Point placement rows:
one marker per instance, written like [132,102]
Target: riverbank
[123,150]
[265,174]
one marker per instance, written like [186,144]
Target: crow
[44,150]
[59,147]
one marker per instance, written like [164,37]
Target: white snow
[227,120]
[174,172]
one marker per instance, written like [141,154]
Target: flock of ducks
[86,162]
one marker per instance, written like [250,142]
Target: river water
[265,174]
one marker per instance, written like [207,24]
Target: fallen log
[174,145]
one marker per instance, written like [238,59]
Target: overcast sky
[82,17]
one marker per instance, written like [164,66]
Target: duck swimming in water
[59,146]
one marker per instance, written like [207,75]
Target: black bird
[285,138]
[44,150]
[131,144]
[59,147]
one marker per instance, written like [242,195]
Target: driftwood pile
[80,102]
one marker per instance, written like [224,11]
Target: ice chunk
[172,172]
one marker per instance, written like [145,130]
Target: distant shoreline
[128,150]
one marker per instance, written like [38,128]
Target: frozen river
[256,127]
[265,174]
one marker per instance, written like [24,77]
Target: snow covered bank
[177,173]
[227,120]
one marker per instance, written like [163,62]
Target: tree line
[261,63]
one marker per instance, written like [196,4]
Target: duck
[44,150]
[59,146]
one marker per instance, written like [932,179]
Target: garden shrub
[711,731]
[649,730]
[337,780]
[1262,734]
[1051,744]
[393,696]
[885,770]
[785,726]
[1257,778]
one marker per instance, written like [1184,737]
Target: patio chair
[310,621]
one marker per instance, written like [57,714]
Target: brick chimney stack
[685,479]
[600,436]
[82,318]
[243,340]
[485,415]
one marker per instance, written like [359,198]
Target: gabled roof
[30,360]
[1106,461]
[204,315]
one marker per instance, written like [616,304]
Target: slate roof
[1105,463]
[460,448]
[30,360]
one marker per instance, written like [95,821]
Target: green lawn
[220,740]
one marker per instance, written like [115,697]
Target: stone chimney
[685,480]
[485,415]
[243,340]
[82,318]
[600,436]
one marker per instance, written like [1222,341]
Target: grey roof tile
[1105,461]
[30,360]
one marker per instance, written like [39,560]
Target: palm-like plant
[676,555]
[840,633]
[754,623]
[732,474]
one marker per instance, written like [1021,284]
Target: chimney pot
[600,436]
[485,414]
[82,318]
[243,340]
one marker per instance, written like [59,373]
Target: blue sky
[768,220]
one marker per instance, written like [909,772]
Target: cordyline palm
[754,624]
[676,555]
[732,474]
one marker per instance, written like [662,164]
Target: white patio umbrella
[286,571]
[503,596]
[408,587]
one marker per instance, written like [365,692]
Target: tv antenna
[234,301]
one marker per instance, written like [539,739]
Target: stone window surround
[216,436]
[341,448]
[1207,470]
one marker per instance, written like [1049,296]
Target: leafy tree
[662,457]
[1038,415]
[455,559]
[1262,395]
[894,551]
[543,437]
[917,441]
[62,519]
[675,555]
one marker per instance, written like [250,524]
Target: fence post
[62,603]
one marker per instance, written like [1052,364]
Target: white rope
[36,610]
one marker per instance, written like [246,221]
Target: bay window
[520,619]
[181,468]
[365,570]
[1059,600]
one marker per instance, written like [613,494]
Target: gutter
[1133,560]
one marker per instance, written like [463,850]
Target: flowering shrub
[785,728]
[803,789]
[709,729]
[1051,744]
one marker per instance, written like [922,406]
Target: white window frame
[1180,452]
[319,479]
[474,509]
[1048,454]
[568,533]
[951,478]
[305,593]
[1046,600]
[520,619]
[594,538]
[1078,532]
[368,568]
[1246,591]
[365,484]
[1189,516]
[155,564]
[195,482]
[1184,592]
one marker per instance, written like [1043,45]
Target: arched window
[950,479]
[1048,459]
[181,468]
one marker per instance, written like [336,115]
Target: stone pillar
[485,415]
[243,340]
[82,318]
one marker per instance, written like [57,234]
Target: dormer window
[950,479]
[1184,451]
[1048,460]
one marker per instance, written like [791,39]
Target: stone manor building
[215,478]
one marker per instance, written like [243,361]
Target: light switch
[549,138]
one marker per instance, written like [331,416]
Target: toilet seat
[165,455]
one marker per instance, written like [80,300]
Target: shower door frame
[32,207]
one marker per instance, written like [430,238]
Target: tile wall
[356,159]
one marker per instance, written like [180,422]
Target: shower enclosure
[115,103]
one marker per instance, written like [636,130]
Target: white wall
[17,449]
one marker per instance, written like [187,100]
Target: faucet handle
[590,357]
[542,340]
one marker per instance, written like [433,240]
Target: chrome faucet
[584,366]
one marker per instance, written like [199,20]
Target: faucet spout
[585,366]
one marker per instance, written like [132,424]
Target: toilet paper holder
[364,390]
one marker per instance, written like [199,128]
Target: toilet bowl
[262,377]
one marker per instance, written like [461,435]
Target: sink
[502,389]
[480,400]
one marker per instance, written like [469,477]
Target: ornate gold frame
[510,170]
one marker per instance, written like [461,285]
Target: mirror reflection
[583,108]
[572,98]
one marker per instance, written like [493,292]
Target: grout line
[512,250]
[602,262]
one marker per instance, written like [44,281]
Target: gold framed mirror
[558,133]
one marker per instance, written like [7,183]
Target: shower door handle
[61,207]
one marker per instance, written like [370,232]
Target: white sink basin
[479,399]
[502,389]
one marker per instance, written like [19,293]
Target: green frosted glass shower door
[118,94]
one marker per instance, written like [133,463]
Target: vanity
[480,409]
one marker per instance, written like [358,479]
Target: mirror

WHAT IS REQUIRED :: Print every row above word for word, keeping the original line breaks and changing nothing.

WORKED ANSWER ::
one marker per instance, written like [132,102]
Target: riverbank
[123,150]
[265,174]
one marker per instance, written like [186,144]
Target: crow
[44,150]
[59,147]
one marker per instance, written like [164,37]
Target: white snow
[227,120]
[174,172]
one marker per instance, written like [141,154]
Target: flock of ducks
[86,162]
one marker per instance, written like [250,142]
Target: river water
[265,174]
one marker per instance, written like [207,24]
Target: fallen log
[174,145]
one marker per instance, written like [238,59]
Target: overcast sky
[82,17]
one marker per instance, written like [164,66]
Target: duck swimming in water
[59,146]
one marker per instance, written like [207,75]
Target: black bird
[285,138]
[44,150]
[131,144]
[59,147]
one marker per instance, written like [242,195]
Target: driftwood pile
[80,102]
one marker per instance, written like [224,11]
Target: ice chunk
[172,172]
one marker per instance, written like [145,130]
Target: distant shoreline
[128,150]
one marker per instance, written like [38,128]
Target: frozen river
[256,127]
[265,174]
one marker per instance, written like [24,77]
Target: snow covered bank
[177,173]
[227,120]
one marker per instance, written like [163,62]
Target: tree line
[261,63]
one marker per instance, written like [196,4]
Target: duck
[44,150]
[59,146]
one marker per instance, written like [932,179]
Target: garden shrub
[711,731]
[649,730]
[337,780]
[1262,734]
[1051,744]
[393,696]
[885,770]
[785,726]
[1257,778]
one marker per instance, written like [1184,737]
Target: patio chair
[310,621]
one marker per instance, written like [57,714]
Target: brick chimney stack
[685,479]
[600,436]
[82,318]
[243,340]
[485,415]
one marker per instance, written like [359,198]
Target: gabled roof
[30,360]
[1106,461]
[204,315]
one marker per instance, written like [616,304]
Target: slate roof
[1105,463]
[460,448]
[30,360]
one marker per instance, written like [95,821]
Target: green lawn
[220,740]
one marker per instance, written like [115,697]
Target: stone chimney
[685,480]
[485,415]
[243,340]
[82,318]
[600,436]
one marker per instance, written like [1222,341]
Target: grey roof tile
[1105,461]
[30,360]
one marker per instance, written like [39,560]
Target: palm-like plant
[676,555]
[840,633]
[754,623]
[732,474]
one marker per instance, written like [1021,284]
Target: chimney pot
[600,436]
[485,414]
[82,318]
[243,340]
one marker per instance, written like [59,373]
Target: blue sky
[768,220]
one marker per instance, written like [909,772]
Target: cordyline palm
[754,624]
[676,555]
[732,474]
one marker per instance, written like [662,164]
Target: white patio umbrella
[286,571]
[503,596]
[408,587]
one marker per instance, written like [365,692]
Target: tv antenna
[234,301]
one marker per instance, written like [539,739]
Target: stone window surround
[216,436]
[341,448]
[1207,470]
one marker per instance, written like [1049,296]
Target: leafy tree
[662,457]
[1038,415]
[455,559]
[1262,395]
[894,551]
[543,437]
[917,441]
[62,519]
[675,555]
one marker per instance, written like [250,524]
Target: fence post
[62,603]
one marker per instance, written like [1052,364]
Target: white rope
[36,610]
one marker per instance, written like [246,221]
Target: bay window
[520,619]
[181,468]
[365,570]
[1059,600]
one marker per instance, written like [613,494]
Target: gutter
[1133,560]
one marker per instance, written like [463,850]
Target: flowering shrub
[785,728]
[803,789]
[709,729]
[1051,744]
one marker per instance, written like [922,406]
Target: white window frame
[1180,452]
[319,479]
[474,509]
[1048,454]
[568,533]
[951,478]
[305,593]
[1046,600]
[520,619]
[594,538]
[1078,532]
[368,568]
[1246,591]
[365,484]
[1189,516]
[155,564]
[195,482]
[1184,592]
one marker per instance, written like [1043,45]
Target: arched window
[950,479]
[1048,459]
[181,468]
one marker per instance, written like [336,115]
Target: stone pillar
[485,415]
[243,340]
[82,318]
one marker per instance, written like [57,234]
Target: dormer window
[950,479]
[1184,451]
[1048,460]
one marker per instance, written like [791,39]
Target: stone manor building
[215,478]
one marker per instance, written like [243,361]
Target: light switch
[549,138]
one marker per instance, written like [331,416]
Target: toilet seat
[165,455]
one marker per instance, written like [80,300]
Target: shower door frame
[32,207]
one marker per instance, written like [430,238]
Target: tile wall
[356,159]
one marker per instance, written like [180,422]
Target: shower enclosure
[115,103]
one marker per instance, written like [636,130]
Target: white wall
[17,449]
one marker per instance, written like [187,100]
Target: faucet handle
[590,357]
[542,340]
one marker per instance, written like [433,240]
Target: chrome faucet
[584,366]
one marker per instance, written like [199,20]
Target: faucet spout
[585,366]
one marker per instance, written like [132,424]
Target: toilet paper holder
[364,390]
one marker per instance, written like [199,128]
Target: toilet bowl
[262,377]
one marker per instance, written like [461,435]
Target: sink
[502,389]
[480,400]
one marker per instance, written like [469,477]
Target: ornate gold frame
[510,170]
one marker per instance, written like [461,285]
Target: mirror reflection
[583,108]
[572,98]
one marker per instance, written like [493,292]
Target: grout line
[512,250]
[602,262]
one marker per instance, written like [44,281]
Target: gold framed mirror
[558,133]
one marker per instance, written like [7,183]
Target: shower door handle
[61,207]
one marker per instance, written like [370,232]
Target: white sink basin
[479,399]
[502,389]
one marker per instance, written like [19,293]
Target: green frosted glass shower door
[118,94]
one marker per instance, written like [133,463]
Target: vanity
[480,409]
one marker per instance, written like [358,479]
Target: mirror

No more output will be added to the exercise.